• Goal: Return every line of the listing below as it appears, with no changes. Leave out the pictures.

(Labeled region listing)
>>>
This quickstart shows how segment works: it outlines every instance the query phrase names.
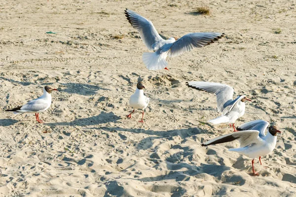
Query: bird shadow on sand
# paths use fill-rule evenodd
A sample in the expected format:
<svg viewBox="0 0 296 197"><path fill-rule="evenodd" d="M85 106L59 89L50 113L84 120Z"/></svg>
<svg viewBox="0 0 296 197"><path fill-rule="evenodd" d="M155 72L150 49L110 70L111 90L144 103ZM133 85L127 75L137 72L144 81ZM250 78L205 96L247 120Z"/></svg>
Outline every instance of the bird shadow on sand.
<svg viewBox="0 0 296 197"><path fill-rule="evenodd" d="M12 79L7 79L7 78L3 77L0 77L0 79L3 80L9 81L12 83L17 83L18 84L21 85L22 86L29 86L29 85L33 85L33 84L36 85L36 83L32 83L32 82L16 81L16 80L13 80Z"/></svg>
<svg viewBox="0 0 296 197"><path fill-rule="evenodd" d="M61 85L65 87L62 89L63 92L69 94L77 94L80 95L93 95L96 94L97 91L100 90L110 90L98 86L87 84L80 84L76 83L60 83Z"/></svg>
<svg viewBox="0 0 296 197"><path fill-rule="evenodd" d="M49 126L87 126L89 125L96 125L110 122L115 122L121 118L115 115L113 112L106 113L104 111L95 116L76 119L72 122L61 122L54 123L45 123Z"/></svg>
<svg viewBox="0 0 296 197"><path fill-rule="evenodd" d="M18 122L18 120L12 119L0 119L0 127L7 127L15 124Z"/></svg>
<svg viewBox="0 0 296 197"><path fill-rule="evenodd" d="M185 163L174 164L161 160L154 161L153 162L156 163L156 164L152 167L153 168L163 168L164 166L165 166L165 169L163 169L169 170L170 172L165 175L146 177L138 179L135 178L135 179L144 182L155 182L170 179L174 179L176 182L190 181L192 181L193 176L204 178L205 175L202 174L205 173L221 179L224 171L230 169L230 168L228 166L215 164L203 164L200 166L197 166Z"/></svg>
<svg viewBox="0 0 296 197"><path fill-rule="evenodd" d="M294 115L293 116L284 116L281 118L289 118L291 119L296 119L296 116Z"/></svg>
<svg viewBox="0 0 296 197"><path fill-rule="evenodd" d="M133 133L144 133L147 135L150 135L143 139L137 145L137 148L140 150L145 150L151 147L153 144L153 141L155 139L161 138L172 139L172 137L175 136L179 136L182 139L185 139L186 137L192 135L196 135L201 133L210 133L214 132L209 131L206 130L203 130L198 128L190 128L188 129L177 129L173 130L164 131L155 131L151 130L145 130L143 129L128 129L121 128L120 127L101 127L96 128L104 130L107 131L116 132L127 131ZM127 137L122 133L120 133L120 138L122 139L126 139ZM156 135L156 136L155 136Z"/></svg>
<<<
• Solution for this exercise:
This quickstart shows how segment works: it outlines every instance the query phrase names.
Query: bird shadow on sand
# paths use fill-rule evenodd
A sample in the expected format:
<svg viewBox="0 0 296 197"><path fill-rule="evenodd" d="M85 106L59 89L50 113L84 120Z"/></svg>
<svg viewBox="0 0 296 197"><path fill-rule="evenodd" d="M155 72L150 49L110 70L111 90L144 103ZM133 85L127 75L137 72L144 81ZM250 78L205 96L247 120Z"/></svg>
Outline every instance of the bird shadow on sand.
<svg viewBox="0 0 296 197"><path fill-rule="evenodd" d="M12 79L7 79L7 78L3 77L0 77L0 79L3 80L9 81L12 83L17 83L18 84L21 85L22 86L29 86L29 85L33 85L33 84L36 85L36 83L32 83L32 82L16 81L16 80L13 80Z"/></svg>
<svg viewBox="0 0 296 197"><path fill-rule="evenodd" d="M61 85L65 87L62 89L63 92L69 94L77 94L80 95L93 95L96 94L97 91L100 90L110 90L98 86L87 84L80 84L76 83L60 83Z"/></svg>
<svg viewBox="0 0 296 197"><path fill-rule="evenodd" d="M49 126L87 126L89 125L96 125L110 122L115 122L121 118L115 115L113 112L106 113L104 111L95 116L76 119L72 122L61 122L54 123L45 123Z"/></svg>
<svg viewBox="0 0 296 197"><path fill-rule="evenodd" d="M18 122L18 120L12 119L0 119L0 127L7 127L15 124Z"/></svg>
<svg viewBox="0 0 296 197"><path fill-rule="evenodd" d="M185 163L174 164L161 160L154 161L153 162L156 163L156 164L152 167L153 168L163 168L164 166L165 166L165 169L163 169L169 170L170 172L165 175L146 177L138 179L135 178L135 179L144 182L155 182L170 179L174 179L176 182L190 181L192 181L193 176L204 178L205 175L202 174L205 173L221 179L224 171L230 169L230 168L228 166L215 164L203 164L200 166L197 166Z"/></svg>
<svg viewBox="0 0 296 197"><path fill-rule="evenodd" d="M294 115L293 116L284 116L281 118L289 118L291 119L296 119L296 116Z"/></svg>
<svg viewBox="0 0 296 197"><path fill-rule="evenodd" d="M133 133L144 133L147 135L150 135L143 139L137 145L137 148L140 150L145 150L151 147L153 144L153 141L155 139L161 138L172 139L172 137L175 136L179 136L182 139L185 139L186 137L192 135L196 135L201 133L210 133L214 132L209 131L206 130L203 130L198 128L190 128L188 129L177 129L173 130L164 131L155 131L151 130L145 130L143 129L128 129L121 128L120 127L101 127L96 128L104 130L107 131L116 132L127 131ZM127 137L122 133L120 133L120 138L122 139L126 139ZM156 135L156 136L155 136Z"/></svg>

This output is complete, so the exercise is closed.